**Problem to work on:** Transcribe the records from the line containing "Query: dry brown leaf" onward, up to and including the final line, exactly and without anything else.

**Data for this task:**
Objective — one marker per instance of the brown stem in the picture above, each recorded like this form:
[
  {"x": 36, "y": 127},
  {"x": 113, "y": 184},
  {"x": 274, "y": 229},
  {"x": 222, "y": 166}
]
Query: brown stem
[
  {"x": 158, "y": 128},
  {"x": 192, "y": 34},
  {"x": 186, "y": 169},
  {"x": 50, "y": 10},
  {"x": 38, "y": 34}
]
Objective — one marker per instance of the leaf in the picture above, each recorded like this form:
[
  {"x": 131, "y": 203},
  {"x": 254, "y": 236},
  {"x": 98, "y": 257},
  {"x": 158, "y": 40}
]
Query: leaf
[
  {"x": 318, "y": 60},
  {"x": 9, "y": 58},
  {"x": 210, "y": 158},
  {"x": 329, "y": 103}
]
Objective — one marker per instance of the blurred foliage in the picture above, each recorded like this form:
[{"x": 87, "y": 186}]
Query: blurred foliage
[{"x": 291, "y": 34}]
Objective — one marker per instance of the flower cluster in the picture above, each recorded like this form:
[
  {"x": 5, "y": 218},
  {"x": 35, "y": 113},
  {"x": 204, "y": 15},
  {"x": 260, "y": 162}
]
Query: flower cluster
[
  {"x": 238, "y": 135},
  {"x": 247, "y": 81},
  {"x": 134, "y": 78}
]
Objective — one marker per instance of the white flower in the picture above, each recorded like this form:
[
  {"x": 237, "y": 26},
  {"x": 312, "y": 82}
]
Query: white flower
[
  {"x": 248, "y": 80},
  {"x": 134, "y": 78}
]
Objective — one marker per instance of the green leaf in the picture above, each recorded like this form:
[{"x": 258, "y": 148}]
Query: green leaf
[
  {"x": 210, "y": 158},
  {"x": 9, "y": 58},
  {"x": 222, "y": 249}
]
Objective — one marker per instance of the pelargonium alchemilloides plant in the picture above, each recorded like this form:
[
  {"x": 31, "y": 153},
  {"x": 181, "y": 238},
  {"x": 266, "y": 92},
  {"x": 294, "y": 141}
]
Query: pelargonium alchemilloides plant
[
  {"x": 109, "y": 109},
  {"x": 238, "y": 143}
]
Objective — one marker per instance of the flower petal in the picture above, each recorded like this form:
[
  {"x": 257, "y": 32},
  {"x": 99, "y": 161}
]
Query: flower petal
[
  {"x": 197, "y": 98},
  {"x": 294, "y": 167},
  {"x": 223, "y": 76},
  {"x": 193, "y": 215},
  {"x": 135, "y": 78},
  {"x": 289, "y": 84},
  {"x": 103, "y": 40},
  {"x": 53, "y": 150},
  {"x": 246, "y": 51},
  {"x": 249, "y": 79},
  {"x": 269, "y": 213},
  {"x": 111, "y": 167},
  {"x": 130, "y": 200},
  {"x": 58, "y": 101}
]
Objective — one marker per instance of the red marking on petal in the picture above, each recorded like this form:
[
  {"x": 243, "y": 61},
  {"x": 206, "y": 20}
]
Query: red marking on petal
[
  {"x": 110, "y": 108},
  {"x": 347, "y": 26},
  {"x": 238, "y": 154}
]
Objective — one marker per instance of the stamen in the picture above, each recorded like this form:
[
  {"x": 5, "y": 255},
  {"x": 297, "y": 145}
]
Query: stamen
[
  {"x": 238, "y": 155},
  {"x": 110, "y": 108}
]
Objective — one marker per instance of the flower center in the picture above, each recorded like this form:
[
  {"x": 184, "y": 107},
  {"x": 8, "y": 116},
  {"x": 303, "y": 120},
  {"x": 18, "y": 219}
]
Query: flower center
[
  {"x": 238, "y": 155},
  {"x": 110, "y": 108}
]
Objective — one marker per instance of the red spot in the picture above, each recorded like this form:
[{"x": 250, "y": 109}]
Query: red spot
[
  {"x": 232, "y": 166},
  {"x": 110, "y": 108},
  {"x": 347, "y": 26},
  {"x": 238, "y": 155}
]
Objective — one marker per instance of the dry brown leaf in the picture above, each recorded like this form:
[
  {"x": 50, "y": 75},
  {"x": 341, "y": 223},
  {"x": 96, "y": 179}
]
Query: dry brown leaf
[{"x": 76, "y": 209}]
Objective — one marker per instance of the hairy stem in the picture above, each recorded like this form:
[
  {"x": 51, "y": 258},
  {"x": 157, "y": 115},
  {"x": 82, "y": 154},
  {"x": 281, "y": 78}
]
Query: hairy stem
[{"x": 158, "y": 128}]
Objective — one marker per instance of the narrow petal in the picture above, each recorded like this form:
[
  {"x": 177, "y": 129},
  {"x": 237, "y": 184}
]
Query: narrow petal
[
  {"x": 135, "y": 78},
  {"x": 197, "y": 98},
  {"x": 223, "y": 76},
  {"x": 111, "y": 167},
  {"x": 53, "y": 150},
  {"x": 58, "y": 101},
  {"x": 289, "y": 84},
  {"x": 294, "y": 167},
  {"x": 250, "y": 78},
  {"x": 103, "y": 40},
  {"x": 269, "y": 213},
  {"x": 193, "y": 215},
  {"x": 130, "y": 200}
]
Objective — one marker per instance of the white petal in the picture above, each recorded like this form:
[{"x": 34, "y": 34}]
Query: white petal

**Written response:**
Query: dry brown leaf
[{"x": 76, "y": 209}]
Objective — one marker per instance of the hairy stem in the picture above, each recorded like this form:
[
  {"x": 51, "y": 258},
  {"x": 157, "y": 115},
  {"x": 82, "y": 154},
  {"x": 281, "y": 78}
]
Query: hairy stem
[{"x": 158, "y": 128}]
Objective — one marker per instance of the narrow petal in the picture above, each recorded like this form:
[
  {"x": 177, "y": 129},
  {"x": 237, "y": 184}
]
Query: narrow petal
[
  {"x": 135, "y": 78},
  {"x": 197, "y": 98},
  {"x": 223, "y": 76},
  {"x": 111, "y": 167},
  {"x": 53, "y": 150},
  {"x": 58, "y": 101},
  {"x": 289, "y": 84},
  {"x": 294, "y": 167},
  {"x": 250, "y": 78},
  {"x": 103, "y": 40},
  {"x": 269, "y": 213},
  {"x": 193, "y": 215},
  {"x": 130, "y": 200}
]
Objective — one marker per instance of the white petal in the picture above, each recorded like this form:
[{"x": 34, "y": 34}]
Query: white petal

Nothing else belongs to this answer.